— PASSAGE —

Common Columns Associated with Source Texts:
Source Text ID:
Description: A unique identifier for each source text entry.
Purpose: Facilitates tracking and referencing specific texts within the dataset.
Target Text:
Description: The processed or transformed version of the source text, such as a translated, paraphrased, or masked version.
Purpose: Used for tasks like machine translation, text summarization, or privacy masking.
Tokenized Source Text:
Description: The source text broken down into individual tokens (e.g., words, subwords, or characters).
Purpose: Useful for NLP tasks that require token-level analysis, such as token classification or language modeling.
Locale:
Description: The regional or cultural context of the text, often specified using locale codes (e.g., en-US
for English - United States).
Purpose: Important for localization, regional analysis, and applying locale-specific processing rules.
Language:
Description: The language of the source text (e.g., English, Spanish).
Purpose: Enables language-specific processing and analysis.
Split:
Description: Indicates the dataset partition to which the source text belongs (e.g., train
, validation
, test
).
Purpose: Used to organize data for machine learning workflows, ensuring proper training and evaluation.
Token Labels:
Description: Labels assigned to each token in the tokenized source text, often used for token classification tasks.
Purpose: Supports tasks like Named Entity Recognition (NER) by identifying the role or category of each token.
Span Labels:
Description: Annotations that identify specific spans (substrings) within the source text and assign labels to them.
Purpose: Used for span extraction tasks, where the goal is to locate and classify specific segments of text.
Privacy Mask:
Description: A data structure that contains information about sensitive entities within the source text that need to be masked or anonymized.
Purpose: Facilitates privacy compliance by identifying and processing PII within the text.
Structured text refers to data that is organized in a predefined format, making it easily searchable and analyzable. This type of text is typically arranged in tables, spreadsheets, or databases, where information is stored in rows and columns with defined fields or labels (e.g., names, dates, categories). Each piece of data follows a specific format, such as a phone number, email address, or product ID, and fits neatly into its corresponding place within a schema.
Because structured text is highly organized, it can be easily processed by algorithms or queried using tools like SQL. Unlike unstructured text, structured text requires little to no preprocessing to analyze or extract useful information.

— LISTED ENTRIES —
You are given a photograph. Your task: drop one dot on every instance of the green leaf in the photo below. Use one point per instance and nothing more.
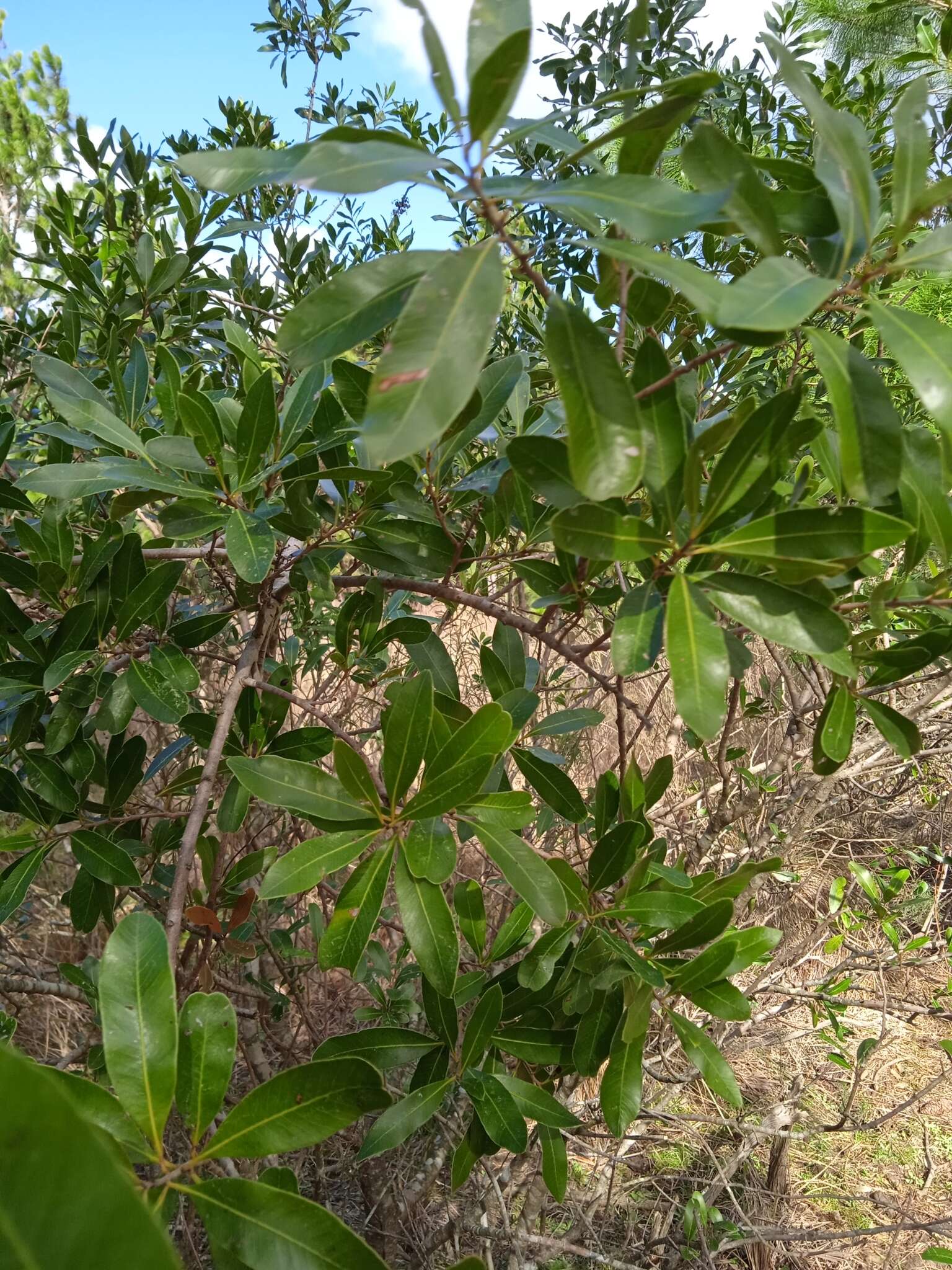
(302, 788)
(97, 1105)
(356, 912)
(352, 306)
(140, 1024)
(471, 913)
(780, 614)
(450, 790)
(266, 1228)
(146, 597)
(638, 630)
(774, 296)
(606, 450)
(868, 427)
(712, 162)
(646, 207)
(663, 908)
(597, 1029)
(494, 84)
(702, 1052)
(813, 536)
(382, 1047)
(61, 1184)
(552, 785)
(564, 723)
(705, 968)
(697, 654)
(257, 429)
(154, 694)
(407, 729)
(306, 865)
(615, 854)
(724, 1001)
(250, 543)
(555, 1162)
(430, 929)
(177, 453)
(542, 463)
(526, 873)
(599, 534)
(434, 355)
(430, 851)
(339, 167)
(833, 738)
(83, 406)
(496, 1109)
(207, 1039)
(299, 1108)
(923, 349)
(404, 1118)
(620, 1094)
(534, 1044)
(482, 1026)
(899, 732)
(842, 158)
(701, 929)
(103, 859)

— BRIEF 1 —
Answer these about the passage on dataset columns:
(a) What kind of NLP tasks is the Tokenized Source Text column useful for?
(b) What tool is named for querying structured text?
(c) What does the Locale column describe?
— BRIEF 2 —
Repeat everything in the passage on dataset columns from "Purpose: Supports tasks" down to "segments of text.".
— BRIEF 3 —
Go on with the passage on dataset columns from the point where it stops.
The data above comes from a different source than the passage on dataset columns.

— ANSWER SPACE 1 —
(a) Tasks that need token-level analysis, such as token classification or language modeling.
(b) SQL.
(c) The regional or cultural context of the text, often given with locale codes such as en-US for English - United States.

— ANSWER SPACE 2 —
Purpose: Supports tasks like Named Entity Recognition (NER) by identifying the role or category of each token.
Span Labels:
Description: Annotations that identify specific spans (substrings) within the source text and assign labels to them.
Purpose: Used for span extraction tasks, where the goal is to locate and classify specific segments of text.

— ANSWER SPACE 3 —
Synthetic identities are entirely fictional profiles created by combining made-up personal information. In data privacy, these identities use elements like invented names, addresses, and other details but are not linked to any real individual. A good synthetic identity is generated randomly, ensuring that the chance of the combination of its elements (name, address, telephone number, etc.) matching those of an actual person is practically 0%.
U
Unstructured text refers to data or information that does not follow a predefined format or organizational model. Unlike structured data, which is neatly organized in tables or databases (e.g., rows and columns), unstructured text can appear in free-form formats such as emails, social media posts, articles, books, transcripts, or web pages. It lacks the inherent structure that makes it easy to categorize or analyze without preprocessing.
Dealing with unstructured text presents challenges because it often contains irregularities, ambiguities, and variations in language, requiring natural language processing (NLP) techniques to extract meaningful insights, patterns, or structure, such as to identify email addresses, person names or bank account numbers for privacy redaction.
P
p5y is a standardized data privacy framework to safely handle any unstructured text that contains personally identifiable and sensitive information.
It does so by translating data into its privacy language version, that can then be easily customized for different use-cases.
The methodology and tools provided facilitate compliance with regulations like GDPR, HIPAA, and EU AI Act.